> [Brano scelto]
• • • •

La Rift Valley e la Gola di Olduvai
È difficile pensarvi senza essere percossi da una febbrile irrequietezza. Tutto ebbe inizio qui: sembra quasi l’incipit di qualche testo sacro, eppure è proprio in questo luogo che cominciò il lungo processo di ominazione. La Rift Valley, la “culla dell’umanità“, o anche “Great Rift Valley Systeme“, è una vasta formazione geologica che si estende per 6000 km, dalla Siria al Mozambico, e si è formata a seguito della tettonica a placche che ha prodotto in 15 milioni di anni circa la separazione dell’Africa orientale col resto del continente. Non è casuale la grandissima quantità di ritrovamenti paleoantropologici in questa zona: l’attività vulcanica e tettonica che ha originato questo complesso di depressioni e al contempo la sedimentazione hanno creato condizioni ideali per la proliferazione della vita. La gola di Olduvai è un avvallamento collegato alla Rift Valley di non minore interesse archeologico. Il sito fu scoperto per caso a inizi Novecento da Louis e Mary Leaky, che condussero qui ricerche per molti anni e rinvennero importanti reperti come l’Australopithecus boisei e le famose “orme di Laetoli” (impronte fossilizzate di ominidi risalenti a circa 3 milioni e mezzo di anni fa).

• • • •

> [Dati estratti]
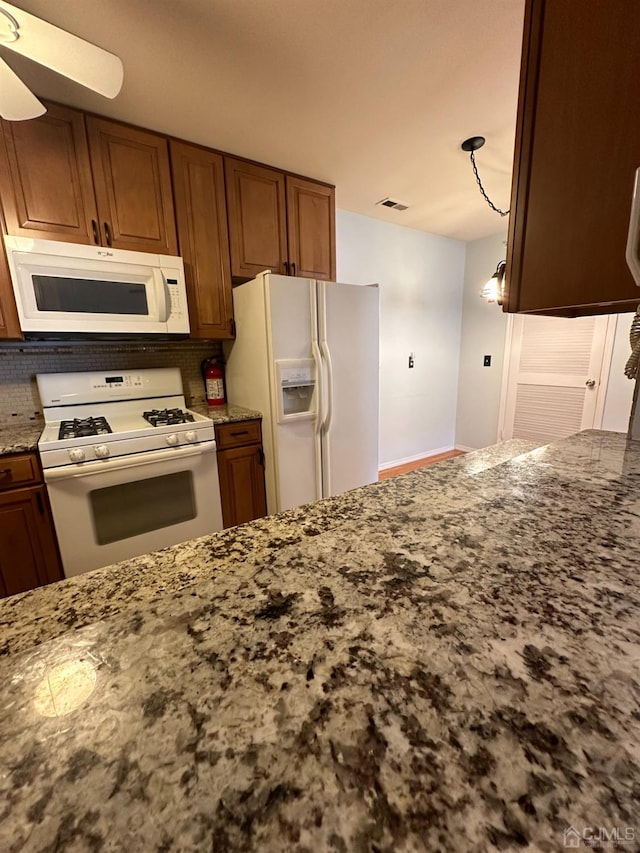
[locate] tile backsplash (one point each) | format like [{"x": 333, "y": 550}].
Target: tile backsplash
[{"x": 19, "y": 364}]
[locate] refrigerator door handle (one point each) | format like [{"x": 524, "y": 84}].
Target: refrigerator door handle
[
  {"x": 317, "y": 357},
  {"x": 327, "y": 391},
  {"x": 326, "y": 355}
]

• • • •

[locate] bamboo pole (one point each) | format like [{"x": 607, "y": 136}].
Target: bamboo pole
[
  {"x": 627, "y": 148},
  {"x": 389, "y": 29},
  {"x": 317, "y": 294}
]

• • • •

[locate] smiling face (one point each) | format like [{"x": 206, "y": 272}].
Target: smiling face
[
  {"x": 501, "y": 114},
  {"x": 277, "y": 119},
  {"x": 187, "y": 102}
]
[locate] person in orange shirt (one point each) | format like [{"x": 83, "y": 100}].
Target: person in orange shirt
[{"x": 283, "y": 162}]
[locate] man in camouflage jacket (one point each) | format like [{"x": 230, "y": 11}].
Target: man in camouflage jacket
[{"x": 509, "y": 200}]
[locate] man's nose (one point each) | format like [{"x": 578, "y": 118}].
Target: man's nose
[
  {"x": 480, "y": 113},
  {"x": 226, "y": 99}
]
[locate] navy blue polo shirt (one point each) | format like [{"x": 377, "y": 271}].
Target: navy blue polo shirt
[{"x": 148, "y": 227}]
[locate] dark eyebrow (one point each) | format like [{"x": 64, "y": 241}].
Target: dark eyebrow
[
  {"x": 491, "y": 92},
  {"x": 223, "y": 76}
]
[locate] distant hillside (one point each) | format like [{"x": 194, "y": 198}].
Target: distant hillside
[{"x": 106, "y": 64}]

• • • •

> [Consegna A]
Rispondi a queste domande sul brano sulla Rift Valley:
(i) Quanto si estende la Rift Valley e tra quali paesi?
(ii) In quanto tempo circa la tettonica a placche ha separato l'Africa orientale dal resto del continente?
(iii) A quando risalgono le "orme di Laetoli"?
> [Consegna B] Sapresti riscrivere più in breve il paragrafo del brano sulla Rift Valley che comincia con «È difficile pensarvi», mantenendone i fatti principali?
> [Consegna C] Prosegui il brano sulla Rift Valley e la gola di Olduvai a partire dalla sua ultima frase.

> [Risposta A]
(i) Si estende per 6000 km, dalla Siria al Mozambico.
(ii) In circa 15 milioni di anni.
(iii) A circa 3 milioni e mezzo di anni fa.

> [Risposta B] La Rift Valley, detta "culla dell'umanità", è il luogo in cui cominciò il processo di ominazione. È una formazione geologica lunga 6000 km, dalla Siria al Mozambico. È nata dalla tettonica a placche, che in circa 15 milioni di anni ha separato l'Africa orientale dal resto del continente. L'attività vulcanica e tettonica e la sedimentazione vi hanno creato condizioni ideali per la vita, e per questo i ritrovamenti paleoantropologici sono numerosissimi. Collegata alla valle è la gola di Olduvai, scoperta per caso a inizi Novecento da Louis e Mary Leaky. Qui i due vi rinvennero l'Australopithecus boisei e le "orme di Laetoli", impronte fossilizzate di ominidi di circa 3 milioni e mezzo di anni fa.

> [Risposta C]
Lucy
Non è l’antenato più antico che conosciamo, ma è senz’altro il più famoso e il più suggestivo: di Lucy non ci restano pochi frammenti ma resti sufficienti alla ricostruzione del 40% del suo apparato scheletrico. La sua scoperta risale al 1974 durante degli scavi nella regione di Afar (Etiopia) ad opera dell’americano Donald Johanson, che decise di mutuarne il nome dalla nota canzone “Lucy in the sky with diamonds“. In Etiopia il reperto è anche chiamato Dinkinesh, che in lingua Amharic significa “sei meraviglioso“. Altezza di 1,10 metri e peso di 29 kg circa, Lucy ha un cranio piccolo paragonabile a quello degli attuali scimpanzé, mentre il bacino e le gambe sono più sviluppati e già simili a quelle dell’uomo moderno. Inizialmente scambiata per un esemplare giovane, venne poi identificata come esemplare femminile di Australopithecus afarensis che visse in Africa intorno ai 3,2 milioni di anni fa.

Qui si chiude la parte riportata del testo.